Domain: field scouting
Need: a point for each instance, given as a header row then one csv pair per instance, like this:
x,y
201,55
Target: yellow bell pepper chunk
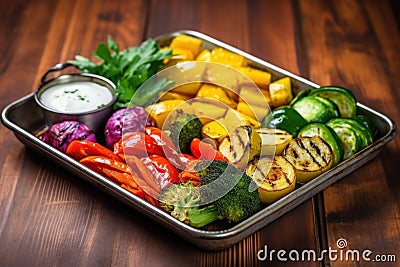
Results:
x,y
217,93
223,56
255,112
204,55
215,131
158,112
259,77
281,92
187,42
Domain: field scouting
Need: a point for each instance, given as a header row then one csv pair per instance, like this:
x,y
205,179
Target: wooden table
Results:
x,y
49,217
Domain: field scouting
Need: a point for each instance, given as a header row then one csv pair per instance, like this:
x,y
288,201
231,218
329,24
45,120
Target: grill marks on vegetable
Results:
x,y
309,152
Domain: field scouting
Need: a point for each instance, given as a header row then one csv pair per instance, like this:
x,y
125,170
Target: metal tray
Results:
x,y
215,238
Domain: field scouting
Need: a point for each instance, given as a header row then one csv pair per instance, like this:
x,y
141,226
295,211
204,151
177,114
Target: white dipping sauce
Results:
x,y
76,97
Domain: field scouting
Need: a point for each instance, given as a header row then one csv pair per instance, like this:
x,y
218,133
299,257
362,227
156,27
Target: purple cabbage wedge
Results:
x,y
132,119
61,134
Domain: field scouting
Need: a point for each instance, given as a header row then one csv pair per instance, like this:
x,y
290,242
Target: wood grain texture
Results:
x,y
355,44
49,217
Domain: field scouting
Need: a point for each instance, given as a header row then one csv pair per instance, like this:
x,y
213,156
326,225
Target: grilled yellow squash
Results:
x,y
273,141
275,177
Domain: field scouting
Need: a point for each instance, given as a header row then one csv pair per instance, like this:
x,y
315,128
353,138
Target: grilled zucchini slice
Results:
x,y
310,157
275,177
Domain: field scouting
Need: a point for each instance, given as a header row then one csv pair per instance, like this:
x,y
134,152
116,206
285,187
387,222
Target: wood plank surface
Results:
x,y
50,217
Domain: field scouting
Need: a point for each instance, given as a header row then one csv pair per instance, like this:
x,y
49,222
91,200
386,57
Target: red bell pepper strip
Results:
x,y
203,150
114,170
138,144
179,160
162,170
79,149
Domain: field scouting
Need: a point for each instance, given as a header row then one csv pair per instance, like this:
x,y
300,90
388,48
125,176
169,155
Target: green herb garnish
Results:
x,y
128,69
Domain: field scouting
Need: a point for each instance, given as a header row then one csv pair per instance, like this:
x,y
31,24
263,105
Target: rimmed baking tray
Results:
x,y
26,129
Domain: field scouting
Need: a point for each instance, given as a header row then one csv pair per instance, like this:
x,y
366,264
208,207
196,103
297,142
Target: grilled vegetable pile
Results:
x,y
211,150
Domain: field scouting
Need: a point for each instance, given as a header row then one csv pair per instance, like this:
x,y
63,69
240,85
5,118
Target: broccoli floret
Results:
x,y
183,129
182,201
230,190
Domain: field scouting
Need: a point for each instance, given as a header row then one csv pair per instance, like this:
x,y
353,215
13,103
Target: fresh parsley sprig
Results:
x,y
128,69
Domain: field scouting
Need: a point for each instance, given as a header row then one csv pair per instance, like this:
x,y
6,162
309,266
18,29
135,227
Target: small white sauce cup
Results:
x,y
95,119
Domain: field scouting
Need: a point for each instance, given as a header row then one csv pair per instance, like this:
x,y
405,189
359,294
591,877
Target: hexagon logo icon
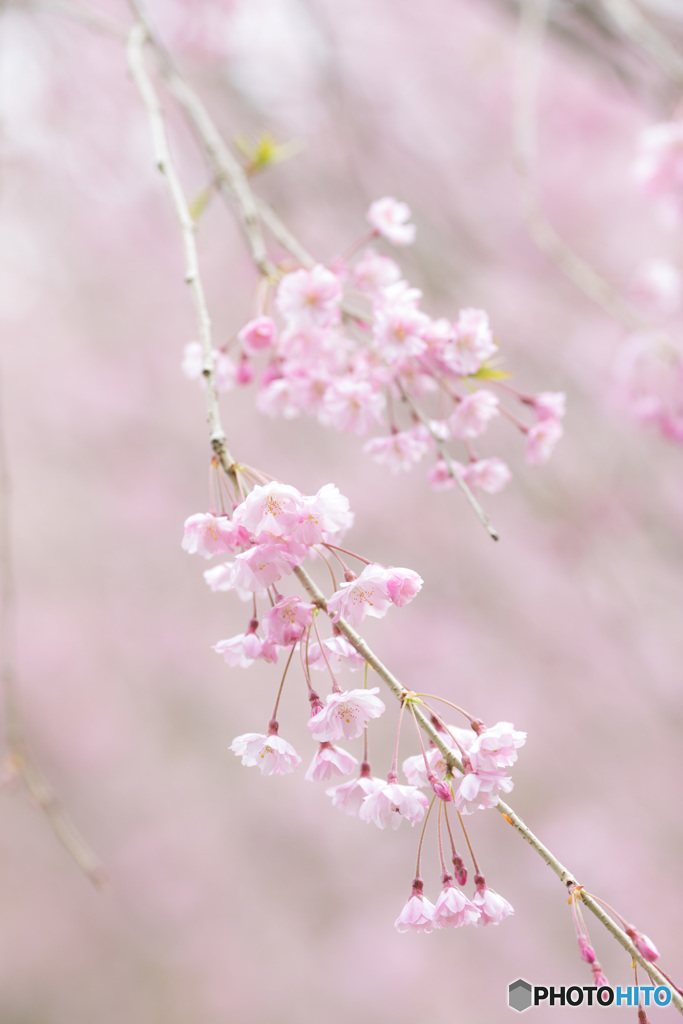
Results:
x,y
519,995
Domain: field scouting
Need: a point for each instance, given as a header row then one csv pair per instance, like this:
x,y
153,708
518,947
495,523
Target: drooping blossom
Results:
x,y
496,748
338,651
541,440
473,342
271,754
473,414
346,714
393,803
453,908
374,272
645,946
399,451
310,298
244,649
257,335
390,219
287,621
330,761
373,592
209,535
494,908
418,913
478,791
348,797
487,474
549,404
352,406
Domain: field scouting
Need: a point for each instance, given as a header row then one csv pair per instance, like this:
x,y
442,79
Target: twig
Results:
x,y
137,38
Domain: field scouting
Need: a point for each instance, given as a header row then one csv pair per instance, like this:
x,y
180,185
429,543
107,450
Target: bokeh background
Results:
x,y
232,896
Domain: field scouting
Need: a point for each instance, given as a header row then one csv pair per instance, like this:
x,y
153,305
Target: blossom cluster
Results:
x,y
351,346
270,531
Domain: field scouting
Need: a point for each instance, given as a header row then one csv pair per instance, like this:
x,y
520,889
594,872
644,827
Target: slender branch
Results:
x,y
138,36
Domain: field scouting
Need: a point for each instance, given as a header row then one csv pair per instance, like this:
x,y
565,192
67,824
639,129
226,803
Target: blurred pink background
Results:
x,y
237,897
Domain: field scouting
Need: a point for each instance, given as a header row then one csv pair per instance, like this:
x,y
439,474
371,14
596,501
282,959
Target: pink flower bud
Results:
x,y
245,372
440,788
645,946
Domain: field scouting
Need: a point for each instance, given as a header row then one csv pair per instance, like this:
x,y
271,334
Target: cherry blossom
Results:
x,y
257,335
453,908
209,535
309,298
273,508
417,915
373,592
496,748
390,219
494,908
287,621
487,474
348,797
346,714
478,791
271,754
473,342
393,803
542,439
330,761
473,414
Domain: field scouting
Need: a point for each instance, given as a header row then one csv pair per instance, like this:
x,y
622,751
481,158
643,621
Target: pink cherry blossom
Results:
x,y
349,796
209,535
242,650
393,803
398,331
453,908
287,621
271,754
346,715
550,404
337,651
273,508
496,748
257,335
473,342
417,915
402,585
309,298
542,439
399,451
473,414
330,761
494,908
370,595
373,272
352,406
487,474
259,567
323,516
478,791
645,946
390,219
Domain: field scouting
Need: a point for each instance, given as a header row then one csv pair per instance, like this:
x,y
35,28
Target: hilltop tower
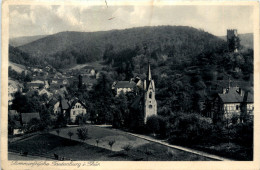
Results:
x,y
150,104
233,40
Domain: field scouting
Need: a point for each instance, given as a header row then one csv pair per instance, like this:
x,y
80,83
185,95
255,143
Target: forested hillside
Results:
x,y
246,40
68,48
19,41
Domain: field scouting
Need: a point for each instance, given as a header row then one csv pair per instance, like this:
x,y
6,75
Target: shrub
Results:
x,y
58,132
82,133
127,147
190,127
152,124
70,134
111,143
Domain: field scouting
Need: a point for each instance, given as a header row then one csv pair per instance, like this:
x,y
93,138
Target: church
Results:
x,y
145,104
150,104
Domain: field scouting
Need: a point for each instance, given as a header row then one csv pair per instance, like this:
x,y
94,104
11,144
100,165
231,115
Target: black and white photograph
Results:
x,y
130,82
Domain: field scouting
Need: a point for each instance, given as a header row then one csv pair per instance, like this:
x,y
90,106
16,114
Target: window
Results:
x,y
150,95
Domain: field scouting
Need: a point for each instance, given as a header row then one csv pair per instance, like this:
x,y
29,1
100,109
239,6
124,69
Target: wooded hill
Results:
x,y
68,48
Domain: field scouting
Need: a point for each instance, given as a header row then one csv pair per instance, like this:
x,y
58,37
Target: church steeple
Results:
x,y
149,72
149,96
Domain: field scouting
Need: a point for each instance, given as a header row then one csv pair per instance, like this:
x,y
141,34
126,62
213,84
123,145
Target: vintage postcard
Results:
x,y
130,85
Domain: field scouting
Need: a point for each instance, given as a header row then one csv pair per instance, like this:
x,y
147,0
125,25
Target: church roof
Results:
x,y
136,103
125,84
233,97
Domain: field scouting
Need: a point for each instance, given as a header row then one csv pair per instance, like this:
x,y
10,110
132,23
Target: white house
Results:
x,y
124,87
77,108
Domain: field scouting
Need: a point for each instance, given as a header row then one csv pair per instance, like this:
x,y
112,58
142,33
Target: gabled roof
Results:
x,y
12,113
64,104
77,101
136,103
26,117
231,97
250,98
125,84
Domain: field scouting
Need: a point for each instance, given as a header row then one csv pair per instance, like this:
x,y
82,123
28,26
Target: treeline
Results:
x,y
68,48
23,58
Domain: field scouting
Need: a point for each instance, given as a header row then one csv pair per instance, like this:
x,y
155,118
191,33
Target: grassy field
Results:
x,y
45,145
104,135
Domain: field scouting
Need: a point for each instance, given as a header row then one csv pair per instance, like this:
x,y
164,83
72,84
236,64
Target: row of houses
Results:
x,y
74,111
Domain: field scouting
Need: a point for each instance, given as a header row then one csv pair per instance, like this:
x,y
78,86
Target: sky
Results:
x,y
29,20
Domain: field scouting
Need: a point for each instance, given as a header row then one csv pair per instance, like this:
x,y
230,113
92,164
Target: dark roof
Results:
x,y
250,98
136,103
77,101
17,124
12,113
26,117
125,84
64,104
233,97
53,101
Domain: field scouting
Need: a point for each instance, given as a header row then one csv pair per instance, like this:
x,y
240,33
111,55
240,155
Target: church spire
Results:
x,y
149,72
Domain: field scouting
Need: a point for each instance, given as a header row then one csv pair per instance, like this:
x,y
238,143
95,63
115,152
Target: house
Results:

· · · ·

■ **STATED EXERCISE**: Please return every line in the entries above that contains the word "bell".

■ **RESULT**:
Target: yellow bell pepper chunk
Target: red bell pepper strip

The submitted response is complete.